> _WHAT TO PRODUCE_
Transcribe the records in full, keeping every word exactly as given.

-------- ENTRIES SHOWN

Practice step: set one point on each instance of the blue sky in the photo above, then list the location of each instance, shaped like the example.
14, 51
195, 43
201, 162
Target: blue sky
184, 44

----------------

> _FINISHED TASK_
Practice step: set one point on each instance of the blue sky in the photo above, then list the location of each instance, shaped like the example.
14, 51
195, 43
201, 162
Target: blue sky
184, 44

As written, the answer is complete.